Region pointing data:
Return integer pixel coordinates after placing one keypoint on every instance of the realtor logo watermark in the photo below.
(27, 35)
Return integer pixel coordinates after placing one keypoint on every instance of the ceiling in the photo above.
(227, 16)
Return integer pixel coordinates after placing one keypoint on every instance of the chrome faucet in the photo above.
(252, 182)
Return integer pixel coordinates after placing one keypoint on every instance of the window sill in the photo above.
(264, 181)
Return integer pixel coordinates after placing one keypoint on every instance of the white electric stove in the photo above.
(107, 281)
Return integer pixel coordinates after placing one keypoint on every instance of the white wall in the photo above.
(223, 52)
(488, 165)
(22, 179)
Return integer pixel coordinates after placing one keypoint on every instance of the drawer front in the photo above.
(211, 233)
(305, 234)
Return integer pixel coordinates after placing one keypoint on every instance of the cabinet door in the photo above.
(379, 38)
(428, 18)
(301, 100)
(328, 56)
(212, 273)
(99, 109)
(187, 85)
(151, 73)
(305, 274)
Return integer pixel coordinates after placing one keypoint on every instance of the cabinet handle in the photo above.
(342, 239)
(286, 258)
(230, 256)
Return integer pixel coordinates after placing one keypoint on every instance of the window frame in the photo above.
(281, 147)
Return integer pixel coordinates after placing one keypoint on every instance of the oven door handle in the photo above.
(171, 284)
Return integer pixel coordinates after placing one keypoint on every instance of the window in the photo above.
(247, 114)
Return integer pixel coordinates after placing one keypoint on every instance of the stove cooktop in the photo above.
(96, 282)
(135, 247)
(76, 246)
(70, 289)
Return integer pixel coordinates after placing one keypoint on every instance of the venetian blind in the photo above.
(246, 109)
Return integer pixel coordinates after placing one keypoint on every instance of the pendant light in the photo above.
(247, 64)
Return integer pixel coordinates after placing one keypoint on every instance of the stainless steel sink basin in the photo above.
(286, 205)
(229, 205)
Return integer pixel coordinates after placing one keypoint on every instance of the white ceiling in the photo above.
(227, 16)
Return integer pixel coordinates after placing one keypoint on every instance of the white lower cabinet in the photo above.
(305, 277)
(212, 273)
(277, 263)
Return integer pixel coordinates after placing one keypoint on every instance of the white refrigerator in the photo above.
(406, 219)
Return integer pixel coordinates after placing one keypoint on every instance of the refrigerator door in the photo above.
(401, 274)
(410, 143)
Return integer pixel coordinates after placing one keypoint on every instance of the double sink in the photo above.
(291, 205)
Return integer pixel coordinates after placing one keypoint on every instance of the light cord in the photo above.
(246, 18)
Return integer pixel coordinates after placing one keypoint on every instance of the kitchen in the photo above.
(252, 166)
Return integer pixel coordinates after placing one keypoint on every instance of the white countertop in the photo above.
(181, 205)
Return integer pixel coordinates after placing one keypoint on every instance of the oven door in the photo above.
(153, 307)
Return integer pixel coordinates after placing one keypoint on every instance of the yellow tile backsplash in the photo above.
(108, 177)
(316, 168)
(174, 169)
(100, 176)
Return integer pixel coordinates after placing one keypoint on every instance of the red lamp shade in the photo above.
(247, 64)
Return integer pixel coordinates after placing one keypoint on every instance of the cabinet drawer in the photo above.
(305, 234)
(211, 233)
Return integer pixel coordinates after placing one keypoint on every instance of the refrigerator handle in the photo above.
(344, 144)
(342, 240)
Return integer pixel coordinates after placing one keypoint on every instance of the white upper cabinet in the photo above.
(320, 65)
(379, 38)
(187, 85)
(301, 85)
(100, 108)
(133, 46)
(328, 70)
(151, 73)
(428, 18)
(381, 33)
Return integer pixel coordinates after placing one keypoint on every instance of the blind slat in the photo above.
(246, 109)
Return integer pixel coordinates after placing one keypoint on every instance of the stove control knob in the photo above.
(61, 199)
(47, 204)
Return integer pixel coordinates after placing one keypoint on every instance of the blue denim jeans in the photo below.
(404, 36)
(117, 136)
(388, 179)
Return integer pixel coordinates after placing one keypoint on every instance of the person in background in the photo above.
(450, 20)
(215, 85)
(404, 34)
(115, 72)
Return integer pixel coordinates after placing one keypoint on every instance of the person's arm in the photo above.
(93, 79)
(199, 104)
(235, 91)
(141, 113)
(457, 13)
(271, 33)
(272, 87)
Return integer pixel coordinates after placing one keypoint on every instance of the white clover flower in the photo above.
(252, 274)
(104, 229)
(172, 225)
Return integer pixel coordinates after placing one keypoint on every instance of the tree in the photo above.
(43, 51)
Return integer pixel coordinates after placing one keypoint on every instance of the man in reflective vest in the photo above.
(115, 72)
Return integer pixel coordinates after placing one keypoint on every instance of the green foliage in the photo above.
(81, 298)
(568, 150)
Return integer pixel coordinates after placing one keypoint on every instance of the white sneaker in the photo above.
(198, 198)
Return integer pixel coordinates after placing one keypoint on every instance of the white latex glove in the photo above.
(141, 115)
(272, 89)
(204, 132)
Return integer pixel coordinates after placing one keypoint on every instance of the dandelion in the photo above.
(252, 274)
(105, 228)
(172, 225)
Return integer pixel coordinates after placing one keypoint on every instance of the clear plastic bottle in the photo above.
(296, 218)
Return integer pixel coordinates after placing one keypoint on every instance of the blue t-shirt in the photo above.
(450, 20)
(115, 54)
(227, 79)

- Required work
Start to finish, copy the records above with no differences.

- Reply to the exercise
Return integer pixel coordinates after placing one keypoint on every instance of the realtor logo watermark in the photo below.
(27, 35)
Return integer pixel coordinates after placing one keypoint on every instance of the ceiling in the photo above.
(227, 16)
Return integer pixel coordinates after placing one keypoint on every instance of the chrome faucet in the photo above.
(252, 182)
Return integer pixel coordinates after placing one keypoint on every instance of the window sill in the photo above.
(264, 181)
Return integer pixel coordinates after placing one keypoint on every instance of the white electric stove in the photo above.
(107, 281)
Return integer pixel coordinates after placing one keypoint on every instance of the white wall in the photo above.
(223, 52)
(488, 165)
(22, 179)
Return integer pixel coordinates after placing one keypoint on every instance of the drawer front in the photo above.
(211, 233)
(305, 234)
Return integer pixel coordinates after placing one keypoint on every instance of the cabinet door in the photo above.
(379, 38)
(428, 18)
(301, 100)
(328, 56)
(212, 273)
(99, 109)
(187, 85)
(151, 73)
(305, 274)
Return integer pixel coordinates after placing one keypoint on every instance of the cabinet handle in the photo above.
(342, 239)
(286, 258)
(230, 256)
Return integer pixel coordinates after placing one keypoint on every instance of the window frame in the photo above.
(281, 147)
Return integer pixel coordinates after placing one keypoint on every instance of the oven door handle in the photo above.
(171, 284)
Return integer pixel coordinates after placing one keypoint on every instance of the window in the photo above.
(247, 114)
Return integer pixel coordinates after placing one keypoint on every instance of the stove cooktop in the photo above.
(96, 282)
(135, 247)
(76, 246)
(70, 289)
Return integer pixel coordinates after placing one keypoint on every instance of the venetian blind in the photo above.
(246, 109)
Return integer pixel coordinates after placing one keypoint on every instance of the pendant light in the photo above.
(247, 64)
Return integer pixel coordinates after placing one keypoint on every instance of the stainless steel sink basin in the photo above.
(286, 205)
(229, 205)
Return integer pixel coordinates after placing one keypoint on every instance of the white ceiling in the photo above.
(227, 16)
Return integer pixel coordinates after placing one keypoint on every instance of the white lower cabinet in the photo above.
(305, 277)
(212, 273)
(277, 263)
Return integer pixel coordinates after placing one keypoint on every instance of the white refrigerator in the photo above.
(406, 219)
Return integer pixel coordinates after placing one keypoint on every instance of the refrigerator door in the photo above.
(401, 274)
(410, 143)
Return integer pixel coordinates after placing one keypoint on every instance of the double sink in the photo above.
(291, 205)
Return integer pixel coordinates after placing one keypoint on every instance of the light cord in the photo above.
(246, 18)
Return integer pixel coordinates after placing one keypoint on every instance of the kitchen in the photo above.
(252, 166)
Return integer pixel coordinates after placing one keypoint on every instance of the white countertop in the photo above.
(181, 205)
Return integer pixel coordinates after placing one keypoint on every instance of the oven door in the photo above.
(153, 307)
Return integer pixel coordinates after placing one keypoint on every instance of the yellow tile backsplash in the photo above.
(108, 177)
(316, 168)
(174, 169)
(100, 176)
Return integer pixel coordinates after placing one keypoint on every instance of the red lamp shade in the photo above.
(247, 64)
Return integer pixel coordinates after placing one keypoint on every instance of the cabinet drawer in the photo above.
(305, 234)
(211, 233)
Return integer pixel coordinates after placing one keypoint on every instance of the refrigerator handle in the photo above.
(344, 144)
(342, 240)
Return integer pixel coordinates after placing one keypoint on every instance of the white upper cabinet in the photo above.
(320, 65)
(379, 38)
(187, 85)
(301, 85)
(100, 108)
(133, 46)
(328, 70)
(151, 73)
(428, 18)
(381, 33)
Return integer pixel coordinates after placing one keypoint on every instance of the blind slat in the photo above.
(246, 109)
Return integer pixel coordinates after placing one keypoint on every instance of the stove control knob in the photo above.
(61, 199)
(47, 204)
Return integer pixel coordinates after placing one keypoint on every instance of the blue denim jeans in the photo below.
(404, 36)
(117, 136)
(388, 179)
Return integer pixel coordinates after placing one keypoint on every instance of the person in background in the photo above.
(450, 20)
(215, 85)
(404, 34)
(115, 72)
Return integer pixel coordinates after placing one keypoint on every instance of the person's arm in the photo above.
(93, 79)
(199, 104)
(235, 91)
(141, 113)
(457, 13)
(271, 33)
(272, 87)
Return integer pixel coordinates after placing one keypoint on every instance of the white clover flower in the photo above.
(252, 274)
(104, 229)
(172, 225)
Return integer pixel coordinates after placing one keypoint on every instance of the tree in the photo above.
(43, 51)
Return integer pixel coordinates after placing one keypoint on every instance of the man in reflective vest in the photo above.
(115, 72)
Return integer pixel coordinates after placing one keypoint on every instance of the green foliage in the photo above.
(81, 298)
(568, 150)
Return integer pixel coordinates after placing one keypoint on every instance of the white sneaker in the photo above.
(198, 198)
Return integer pixel coordinates after placing one keypoint on every instance of the white latex glove in the photo above.
(141, 115)
(272, 89)
(204, 132)
Return integer pixel coordinates after placing one keypoint on every instance of the dandelion in the photo above.
(252, 274)
(105, 228)
(172, 225)
Return integer pixel coordinates after placing one keypoint on every instance of the clear plastic bottle in the photo above.
(296, 218)
Return integer pixel coordinates after placing one keypoint on every instance of the blue t-shirt in the photo above.
(450, 20)
(115, 54)
(227, 79)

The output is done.